• **Document passage**:
┌──
Prior to last year's ZOZO Championship, there were understandable concerns that it would not be able to deliver as it had pre-pandemic, on its first and only trip to Japan. Back then, Rory McIlroy, HIDEKI MATSUYAMA, Jason Day and Tiger Woods got the week started with a skins game and Woods finished it with a dazzling victory, the 82nd of his PGA Tour career to tie Sam Snead's record. To round things off, it was Matsuyama who took second, with McIlroy third.
Two years on, Woods unable to play and McIlroy absent from the field, it was left to Matsuyama plus two players with Japanese heritage, Xander Schauffele and Collin Morikawa, to do their best to salvage the tournament. Matsuyama did more than that. Six months on from making history in the Masters, he opened with a round of 64, took the lead after round two, and eventually stretched clear to win by five after a closing eagle.
└──
• **Supplied information**:
┌──
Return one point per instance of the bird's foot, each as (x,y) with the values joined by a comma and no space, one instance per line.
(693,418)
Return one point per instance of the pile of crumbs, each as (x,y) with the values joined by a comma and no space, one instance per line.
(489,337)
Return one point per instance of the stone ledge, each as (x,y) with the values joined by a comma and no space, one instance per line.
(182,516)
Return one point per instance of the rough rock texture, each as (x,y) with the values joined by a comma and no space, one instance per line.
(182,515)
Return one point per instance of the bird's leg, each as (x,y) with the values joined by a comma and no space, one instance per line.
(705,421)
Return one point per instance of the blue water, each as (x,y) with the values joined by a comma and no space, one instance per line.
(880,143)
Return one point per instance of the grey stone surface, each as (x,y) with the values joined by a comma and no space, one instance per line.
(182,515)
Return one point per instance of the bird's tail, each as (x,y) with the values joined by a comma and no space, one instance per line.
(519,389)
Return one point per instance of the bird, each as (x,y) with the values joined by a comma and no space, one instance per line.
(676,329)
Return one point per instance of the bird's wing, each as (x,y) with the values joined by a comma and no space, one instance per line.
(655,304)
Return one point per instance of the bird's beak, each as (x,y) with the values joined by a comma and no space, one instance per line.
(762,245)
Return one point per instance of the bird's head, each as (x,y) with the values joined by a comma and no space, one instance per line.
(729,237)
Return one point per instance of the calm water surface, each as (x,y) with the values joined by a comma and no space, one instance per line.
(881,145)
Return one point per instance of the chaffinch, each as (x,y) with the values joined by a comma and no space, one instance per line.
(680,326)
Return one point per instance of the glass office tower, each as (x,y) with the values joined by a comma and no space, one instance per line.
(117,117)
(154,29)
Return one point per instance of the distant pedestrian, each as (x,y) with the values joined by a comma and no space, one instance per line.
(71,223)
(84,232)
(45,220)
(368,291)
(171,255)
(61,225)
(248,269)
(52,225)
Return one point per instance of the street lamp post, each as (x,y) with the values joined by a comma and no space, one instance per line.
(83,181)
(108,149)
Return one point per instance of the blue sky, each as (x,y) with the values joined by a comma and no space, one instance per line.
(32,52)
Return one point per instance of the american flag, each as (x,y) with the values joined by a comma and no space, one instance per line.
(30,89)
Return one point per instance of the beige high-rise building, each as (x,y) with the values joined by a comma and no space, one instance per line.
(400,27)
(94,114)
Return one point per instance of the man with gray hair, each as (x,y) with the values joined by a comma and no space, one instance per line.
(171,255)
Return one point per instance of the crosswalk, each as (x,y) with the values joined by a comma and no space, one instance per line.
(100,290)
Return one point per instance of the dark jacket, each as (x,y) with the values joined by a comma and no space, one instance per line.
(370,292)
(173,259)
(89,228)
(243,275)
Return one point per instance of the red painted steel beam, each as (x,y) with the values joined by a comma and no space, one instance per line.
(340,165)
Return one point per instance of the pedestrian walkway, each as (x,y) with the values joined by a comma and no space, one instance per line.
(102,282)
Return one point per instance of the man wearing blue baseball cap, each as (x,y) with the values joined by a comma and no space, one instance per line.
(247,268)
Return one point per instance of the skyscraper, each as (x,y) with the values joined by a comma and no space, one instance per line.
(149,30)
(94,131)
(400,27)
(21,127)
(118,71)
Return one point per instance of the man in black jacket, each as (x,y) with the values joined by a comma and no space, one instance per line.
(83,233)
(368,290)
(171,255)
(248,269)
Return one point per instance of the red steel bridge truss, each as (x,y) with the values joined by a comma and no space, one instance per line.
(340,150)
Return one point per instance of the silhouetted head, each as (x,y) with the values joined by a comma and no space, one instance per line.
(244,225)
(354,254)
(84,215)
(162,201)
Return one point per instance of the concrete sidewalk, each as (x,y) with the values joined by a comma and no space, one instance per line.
└──
• **Tasks for this exercise**:
1. In the ZOZO Championship passage, whose PGA Tour record did Woods's victory tie?
2. Print the ZOZO Championship passage from "Two years on, Woods" to "a closing eagle.".
3. Using the ZOZO Championship passage, decide whether each statement agrees with it, and support each yes or no with the deciding words quoted from the passage: (a) McIlroy finished third when Woods won. (b) Matsuyama won by three strokes. (c) Matsuyama took the lead after round one.
The records are separate material, unrelated to the ZOZO Championship passage.

• **Answers for the exercise**:
1. Sam Snead's record.

2.
Two years on, Woods unable to play and McIlroy absent from the field, it was left to Matsuyama plus two players with Japanese heritage, Xander Schauffele and Collin Morikawa, to do their best to salvage the tournament. Matsuyama did more than that. Six months on from making history in the Masters, he opened with a round of 64, took the lead after round two, and eventually stretched clear to win by five after a closing eagle.

3.
(a) Yes: "it was Matsuyama who took second, with McIlroy third."
(b) No: "stretched clear to win by five after a closing eagle."
(c) No: "took the lead after round two"